(Exercise prompt): Set out every line of the records below as a JSON list of strings, one string per line, with blank lines skipped and the pictures left out.

***** Records to use

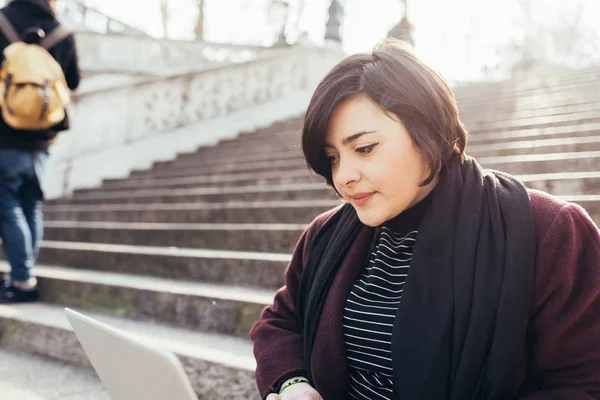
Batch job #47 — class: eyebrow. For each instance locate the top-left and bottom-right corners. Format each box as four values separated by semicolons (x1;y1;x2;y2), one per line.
323;131;377;149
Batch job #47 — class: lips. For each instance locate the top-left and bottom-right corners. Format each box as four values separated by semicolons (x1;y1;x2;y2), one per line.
350;192;375;206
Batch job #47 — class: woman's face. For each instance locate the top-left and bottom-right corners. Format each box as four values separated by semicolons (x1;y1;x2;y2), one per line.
324;97;438;226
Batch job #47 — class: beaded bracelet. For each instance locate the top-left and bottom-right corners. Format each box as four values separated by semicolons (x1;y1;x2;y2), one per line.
279;378;308;394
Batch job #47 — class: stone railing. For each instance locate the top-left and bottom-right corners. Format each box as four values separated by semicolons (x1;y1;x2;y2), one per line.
76;32;272;73
47;46;343;197
56;0;148;36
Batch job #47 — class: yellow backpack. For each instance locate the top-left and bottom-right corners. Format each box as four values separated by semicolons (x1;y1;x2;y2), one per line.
0;12;71;131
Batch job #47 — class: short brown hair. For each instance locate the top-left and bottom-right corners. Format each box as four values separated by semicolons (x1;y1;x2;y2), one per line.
302;40;468;186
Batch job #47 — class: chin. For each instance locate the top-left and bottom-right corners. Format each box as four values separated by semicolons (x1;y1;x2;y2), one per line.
355;208;387;228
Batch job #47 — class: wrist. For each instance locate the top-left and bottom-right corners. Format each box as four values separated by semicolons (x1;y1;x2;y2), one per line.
279;376;309;394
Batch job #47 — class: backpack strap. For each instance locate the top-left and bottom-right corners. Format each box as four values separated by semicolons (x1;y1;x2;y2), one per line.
0;11;21;43
40;25;71;50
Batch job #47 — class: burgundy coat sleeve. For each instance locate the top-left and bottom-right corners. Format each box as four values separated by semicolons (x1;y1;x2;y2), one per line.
522;204;600;400
250;210;334;399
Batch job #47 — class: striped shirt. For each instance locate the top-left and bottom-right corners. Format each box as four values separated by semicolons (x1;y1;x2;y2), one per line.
343;196;431;400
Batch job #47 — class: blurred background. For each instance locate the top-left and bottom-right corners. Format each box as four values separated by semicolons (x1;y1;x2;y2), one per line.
17;0;600;81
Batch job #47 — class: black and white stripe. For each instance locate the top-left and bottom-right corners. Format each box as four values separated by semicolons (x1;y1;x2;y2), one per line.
344;226;417;400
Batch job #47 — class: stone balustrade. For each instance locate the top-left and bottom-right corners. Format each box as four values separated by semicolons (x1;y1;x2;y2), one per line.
46;46;343;198
76;32;273;73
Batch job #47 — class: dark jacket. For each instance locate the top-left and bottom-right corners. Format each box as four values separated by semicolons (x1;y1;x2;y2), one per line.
250;191;600;400
0;0;80;150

**********

(Result for this task):
[
  "Batch job #47 — class: eyebrow. For each instance locate the top-left and bottom-right corners. Format each box as four values separated by semicolons (x1;y1;x2;y2), one per line.",
  "323;131;377;149",
  "Batch job #47 — class: lips. For each instance locate the top-left and bottom-right corners. Format each box as four values separated by semicolons (x1;y1;x2;y2), one per line.",
  "350;192;375;206",
  "Batch job #47 — class: woman's face. For each instance locate the top-left and bottom-right corners. Format each box as four values separated by semicolons (x1;y1;x2;y2), one per line.",
  "324;97;438;226",
  "Batch job #47 — class: beaded bracelet. For each instance locate the top-left and bottom-right corners. Format each box as four values separated by semicolons (x1;y1;x2;y2), one per line.",
  "279;378;308;394",
  "Batch job #47 — class: stone railing. For each instance locate the top-left and bottom-right corners. Format each box as four values separated by semicolons (x1;y1;x2;y2), one per line.",
  "76;32;272;73",
  "47;46;343;197",
  "56;0;148;36",
  "Batch job #47 — class: yellow backpack. For each instance locate the top-left and bottom-right corners. Format each box as four values separated by semicolons (x1;y1;x2;y2), one per line.",
  "0;12;71;131",
  "Batch job #47 — class: short brown hair. For each instance locate the top-left and bottom-right corners. Format each box as four values separated by semicolons (x1;y1;x2;y2), one per line.",
  "302;40;468;186",
  "Batch job #47 — class: chin. For each instance locate the top-left and bottom-right corners. Format each box as four values separated by semicolons (x1;y1;x2;y2), one per line.",
  "355;208;387;228",
  "Batch job #47 — class: wrist. For each instance locate the top-left and bottom-right corners. Format each box as four values separated by semicolons (x1;y1;x2;y2), one per line.",
  "279;376;309;394",
  "Batch job #47 — class: backpack strap. For each instance locate the top-left and bottom-right corners. Format each box as four values separated by semicolons (x1;y1;x2;y2), one per line.",
  "0;11;21;43",
  "40;25;71;50",
  "Batch job #47 — class: burgundy coat sleeve. For each instance locate the top-left and bottom-right corners. Format each box as four values separated by semicolons (x1;y1;x2;y2), one per line.",
  "522;204;600;400",
  "250;210;334;399",
  "Batch job #47 — class: striped shirt. For each instance locate the top-left and bottom-right corners. Format each box as four values separated by semicolons (x1;y1;x2;y2), one per line.",
  "343;196;431;400",
  "Batch job #47 — class: blurred background. For each instance locate the top-left and bottom-right corners. Format each box as four values separated by semicolons (x1;y1;x2;y2), one per line.",
  "17;0;600;81",
  "Batch job #47 — class: black and white stripe. For each instance locate the top-left and bottom-right corners. Format each box as four values separated by semicolons (x1;y1;x2;y2), one per line.",
  "344;226;417;400",
  "Batch job #47 — class: stone balustrade. For each instance locate the top-left and bottom-right corners. Format each box as four values separated by semicolons (x1;y1;x2;y2), one per line.",
  "46;46;343;198",
  "76;32;273;73",
  "Batch job #47 — class: dark jacket. For each instance locate the top-left and bottom-right corners. Format each box as four values separated by semicolons (x1;y1;x2;y2), one per line.",
  "250;191;600;400",
  "0;0;80;150"
]